Try it
In the data below, find every line with the string "positive" and pull it out.

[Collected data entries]
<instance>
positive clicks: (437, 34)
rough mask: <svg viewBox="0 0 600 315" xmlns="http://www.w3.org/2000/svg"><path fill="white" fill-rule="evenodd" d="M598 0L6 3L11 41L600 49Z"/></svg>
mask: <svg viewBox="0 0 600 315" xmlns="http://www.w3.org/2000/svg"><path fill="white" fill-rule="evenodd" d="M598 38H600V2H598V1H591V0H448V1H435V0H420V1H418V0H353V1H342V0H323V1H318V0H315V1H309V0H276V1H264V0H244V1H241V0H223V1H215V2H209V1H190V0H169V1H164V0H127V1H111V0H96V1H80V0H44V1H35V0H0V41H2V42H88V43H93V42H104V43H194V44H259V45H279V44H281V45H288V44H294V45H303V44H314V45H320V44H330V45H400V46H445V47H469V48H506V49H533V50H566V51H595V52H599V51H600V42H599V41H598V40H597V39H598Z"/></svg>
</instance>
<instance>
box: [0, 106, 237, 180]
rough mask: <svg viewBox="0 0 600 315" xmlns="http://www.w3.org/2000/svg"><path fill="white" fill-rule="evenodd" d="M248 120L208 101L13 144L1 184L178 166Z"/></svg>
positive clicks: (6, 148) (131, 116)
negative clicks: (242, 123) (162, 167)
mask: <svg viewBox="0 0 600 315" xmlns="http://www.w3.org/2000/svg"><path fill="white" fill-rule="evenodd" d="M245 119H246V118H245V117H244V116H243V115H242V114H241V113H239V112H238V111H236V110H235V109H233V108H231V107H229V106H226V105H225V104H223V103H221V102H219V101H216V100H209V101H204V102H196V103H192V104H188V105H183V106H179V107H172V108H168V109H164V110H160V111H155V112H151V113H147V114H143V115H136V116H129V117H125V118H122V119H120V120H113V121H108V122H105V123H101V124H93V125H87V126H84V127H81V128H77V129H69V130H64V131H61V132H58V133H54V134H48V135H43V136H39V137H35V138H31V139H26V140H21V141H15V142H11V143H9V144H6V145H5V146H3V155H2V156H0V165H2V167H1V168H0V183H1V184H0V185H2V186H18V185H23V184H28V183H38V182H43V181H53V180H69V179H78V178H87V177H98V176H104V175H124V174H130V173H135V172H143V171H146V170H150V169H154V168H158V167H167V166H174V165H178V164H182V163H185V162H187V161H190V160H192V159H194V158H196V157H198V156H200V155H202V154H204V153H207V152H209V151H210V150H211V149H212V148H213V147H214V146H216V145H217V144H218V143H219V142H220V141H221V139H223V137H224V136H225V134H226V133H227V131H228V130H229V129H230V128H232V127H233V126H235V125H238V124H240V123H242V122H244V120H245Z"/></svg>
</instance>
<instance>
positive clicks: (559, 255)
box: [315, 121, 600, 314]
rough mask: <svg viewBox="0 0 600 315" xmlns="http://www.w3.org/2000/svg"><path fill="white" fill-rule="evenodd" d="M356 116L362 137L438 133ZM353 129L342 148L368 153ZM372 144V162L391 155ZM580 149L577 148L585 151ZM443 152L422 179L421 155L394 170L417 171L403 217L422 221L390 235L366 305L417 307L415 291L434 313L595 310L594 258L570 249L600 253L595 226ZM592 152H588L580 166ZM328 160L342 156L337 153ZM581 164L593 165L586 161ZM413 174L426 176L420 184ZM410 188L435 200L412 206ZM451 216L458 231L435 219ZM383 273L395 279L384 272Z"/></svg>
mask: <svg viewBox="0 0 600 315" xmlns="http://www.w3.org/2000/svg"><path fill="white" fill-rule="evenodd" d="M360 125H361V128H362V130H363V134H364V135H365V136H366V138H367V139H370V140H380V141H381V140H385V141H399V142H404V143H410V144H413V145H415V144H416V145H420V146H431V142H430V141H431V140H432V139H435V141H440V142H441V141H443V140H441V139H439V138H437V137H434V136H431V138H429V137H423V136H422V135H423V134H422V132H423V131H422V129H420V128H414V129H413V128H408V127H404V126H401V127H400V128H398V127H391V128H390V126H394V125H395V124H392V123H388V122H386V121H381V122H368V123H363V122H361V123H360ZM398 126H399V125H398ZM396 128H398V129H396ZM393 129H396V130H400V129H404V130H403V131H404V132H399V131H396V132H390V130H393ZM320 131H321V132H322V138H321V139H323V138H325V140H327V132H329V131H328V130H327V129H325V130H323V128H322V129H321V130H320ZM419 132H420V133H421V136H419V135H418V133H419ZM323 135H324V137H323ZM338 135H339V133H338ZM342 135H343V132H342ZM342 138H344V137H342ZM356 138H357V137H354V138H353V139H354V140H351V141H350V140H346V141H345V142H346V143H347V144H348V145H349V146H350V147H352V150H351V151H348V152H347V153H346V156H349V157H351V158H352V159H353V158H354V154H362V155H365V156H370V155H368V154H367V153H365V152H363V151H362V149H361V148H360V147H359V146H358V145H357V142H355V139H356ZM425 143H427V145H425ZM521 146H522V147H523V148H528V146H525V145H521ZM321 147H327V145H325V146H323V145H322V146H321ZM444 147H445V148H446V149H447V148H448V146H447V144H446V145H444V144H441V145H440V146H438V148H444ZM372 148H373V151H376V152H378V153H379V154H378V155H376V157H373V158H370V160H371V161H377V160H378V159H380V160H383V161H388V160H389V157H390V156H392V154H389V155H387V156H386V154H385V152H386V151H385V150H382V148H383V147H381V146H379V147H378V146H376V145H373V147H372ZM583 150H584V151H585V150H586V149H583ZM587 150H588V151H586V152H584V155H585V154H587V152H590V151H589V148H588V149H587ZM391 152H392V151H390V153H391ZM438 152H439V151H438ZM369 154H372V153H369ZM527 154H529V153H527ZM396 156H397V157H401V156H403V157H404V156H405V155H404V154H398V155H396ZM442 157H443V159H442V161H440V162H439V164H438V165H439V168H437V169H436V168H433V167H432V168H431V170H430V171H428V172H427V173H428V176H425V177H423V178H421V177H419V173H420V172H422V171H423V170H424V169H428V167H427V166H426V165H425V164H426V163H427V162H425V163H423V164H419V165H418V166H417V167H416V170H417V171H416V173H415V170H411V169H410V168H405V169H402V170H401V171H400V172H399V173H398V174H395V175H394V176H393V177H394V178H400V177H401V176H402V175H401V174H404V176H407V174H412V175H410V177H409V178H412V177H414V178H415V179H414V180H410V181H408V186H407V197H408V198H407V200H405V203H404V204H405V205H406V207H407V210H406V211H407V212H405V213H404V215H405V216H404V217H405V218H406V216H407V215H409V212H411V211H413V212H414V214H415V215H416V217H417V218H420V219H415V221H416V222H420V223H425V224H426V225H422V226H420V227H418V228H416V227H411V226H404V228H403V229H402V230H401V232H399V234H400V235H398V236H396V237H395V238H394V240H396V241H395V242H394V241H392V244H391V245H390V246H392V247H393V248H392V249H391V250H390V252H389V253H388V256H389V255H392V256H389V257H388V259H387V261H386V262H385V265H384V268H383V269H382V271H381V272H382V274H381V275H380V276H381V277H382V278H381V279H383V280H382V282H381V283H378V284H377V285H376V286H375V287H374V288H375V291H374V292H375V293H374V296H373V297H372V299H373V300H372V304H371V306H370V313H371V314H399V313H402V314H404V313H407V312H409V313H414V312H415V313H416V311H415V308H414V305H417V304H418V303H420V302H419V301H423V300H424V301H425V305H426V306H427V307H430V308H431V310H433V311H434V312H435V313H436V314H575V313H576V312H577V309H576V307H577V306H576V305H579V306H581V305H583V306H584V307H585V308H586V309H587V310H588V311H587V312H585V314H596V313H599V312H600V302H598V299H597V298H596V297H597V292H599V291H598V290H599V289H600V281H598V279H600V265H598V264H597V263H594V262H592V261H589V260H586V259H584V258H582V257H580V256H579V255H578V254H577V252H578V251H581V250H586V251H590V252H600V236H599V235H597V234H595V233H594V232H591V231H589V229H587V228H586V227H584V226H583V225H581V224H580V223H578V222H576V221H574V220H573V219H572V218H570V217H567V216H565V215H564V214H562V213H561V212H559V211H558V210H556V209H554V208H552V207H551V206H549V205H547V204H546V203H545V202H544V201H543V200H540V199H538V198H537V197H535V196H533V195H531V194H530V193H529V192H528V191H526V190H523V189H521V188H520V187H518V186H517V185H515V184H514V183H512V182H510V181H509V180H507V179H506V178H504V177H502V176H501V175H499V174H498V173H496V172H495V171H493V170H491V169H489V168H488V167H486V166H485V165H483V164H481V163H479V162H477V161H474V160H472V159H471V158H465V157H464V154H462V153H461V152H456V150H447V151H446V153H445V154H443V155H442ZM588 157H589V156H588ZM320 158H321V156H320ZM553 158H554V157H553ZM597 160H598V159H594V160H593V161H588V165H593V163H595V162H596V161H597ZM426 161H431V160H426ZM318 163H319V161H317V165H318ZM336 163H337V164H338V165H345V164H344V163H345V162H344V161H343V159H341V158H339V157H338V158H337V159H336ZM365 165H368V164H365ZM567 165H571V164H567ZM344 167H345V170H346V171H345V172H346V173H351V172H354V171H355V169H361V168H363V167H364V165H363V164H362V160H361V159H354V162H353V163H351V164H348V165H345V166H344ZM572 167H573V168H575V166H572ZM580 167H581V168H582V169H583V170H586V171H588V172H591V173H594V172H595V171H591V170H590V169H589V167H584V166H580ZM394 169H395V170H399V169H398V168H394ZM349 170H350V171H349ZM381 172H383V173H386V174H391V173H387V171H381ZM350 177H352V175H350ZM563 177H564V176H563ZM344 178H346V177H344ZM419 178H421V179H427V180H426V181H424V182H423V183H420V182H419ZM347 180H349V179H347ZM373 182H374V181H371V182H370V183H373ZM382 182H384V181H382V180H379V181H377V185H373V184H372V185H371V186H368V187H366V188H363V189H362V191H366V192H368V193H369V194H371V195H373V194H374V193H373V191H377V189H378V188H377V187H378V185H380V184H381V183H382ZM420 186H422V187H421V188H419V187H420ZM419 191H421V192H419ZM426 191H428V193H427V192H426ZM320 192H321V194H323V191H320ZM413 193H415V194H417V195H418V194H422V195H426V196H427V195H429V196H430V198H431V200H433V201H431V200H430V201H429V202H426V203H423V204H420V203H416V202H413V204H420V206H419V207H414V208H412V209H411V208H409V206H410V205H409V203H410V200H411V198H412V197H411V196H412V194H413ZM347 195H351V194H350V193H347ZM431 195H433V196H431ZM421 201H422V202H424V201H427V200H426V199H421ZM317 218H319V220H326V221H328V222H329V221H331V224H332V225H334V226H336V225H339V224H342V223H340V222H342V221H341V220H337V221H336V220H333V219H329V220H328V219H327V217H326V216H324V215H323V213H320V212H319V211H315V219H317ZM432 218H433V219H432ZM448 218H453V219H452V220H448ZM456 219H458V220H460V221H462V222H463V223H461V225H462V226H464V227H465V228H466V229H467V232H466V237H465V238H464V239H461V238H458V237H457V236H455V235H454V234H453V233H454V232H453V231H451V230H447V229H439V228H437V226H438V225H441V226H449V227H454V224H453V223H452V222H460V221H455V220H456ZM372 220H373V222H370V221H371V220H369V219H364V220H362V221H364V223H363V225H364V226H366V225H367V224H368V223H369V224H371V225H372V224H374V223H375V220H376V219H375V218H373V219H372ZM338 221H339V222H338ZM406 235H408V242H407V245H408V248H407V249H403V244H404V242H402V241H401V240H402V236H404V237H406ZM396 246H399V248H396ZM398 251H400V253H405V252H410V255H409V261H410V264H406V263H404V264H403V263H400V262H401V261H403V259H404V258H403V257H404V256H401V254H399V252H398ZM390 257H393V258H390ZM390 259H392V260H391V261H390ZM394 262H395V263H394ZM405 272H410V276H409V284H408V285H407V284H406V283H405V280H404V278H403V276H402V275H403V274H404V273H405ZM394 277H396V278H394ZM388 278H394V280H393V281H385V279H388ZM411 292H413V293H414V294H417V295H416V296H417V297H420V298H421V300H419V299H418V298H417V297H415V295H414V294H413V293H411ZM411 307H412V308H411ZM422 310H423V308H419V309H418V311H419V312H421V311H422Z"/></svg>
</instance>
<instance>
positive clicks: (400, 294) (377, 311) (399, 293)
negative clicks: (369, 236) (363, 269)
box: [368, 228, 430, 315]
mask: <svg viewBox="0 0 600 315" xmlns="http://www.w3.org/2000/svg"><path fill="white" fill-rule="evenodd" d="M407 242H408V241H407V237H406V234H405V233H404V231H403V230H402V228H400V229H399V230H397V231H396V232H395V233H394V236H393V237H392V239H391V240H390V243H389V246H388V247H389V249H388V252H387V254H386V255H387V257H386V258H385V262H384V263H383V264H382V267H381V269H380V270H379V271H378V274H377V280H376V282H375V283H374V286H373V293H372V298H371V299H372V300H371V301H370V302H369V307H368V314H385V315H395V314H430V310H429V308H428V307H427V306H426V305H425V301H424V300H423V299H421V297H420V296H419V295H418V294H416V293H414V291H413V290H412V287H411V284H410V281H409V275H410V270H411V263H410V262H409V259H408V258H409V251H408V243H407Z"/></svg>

Finished task
positive clicks: (437, 34)
positive clicks: (6, 148) (131, 116)
positive clicks: (559, 255)
positive clicks: (400, 294) (377, 311) (399, 293)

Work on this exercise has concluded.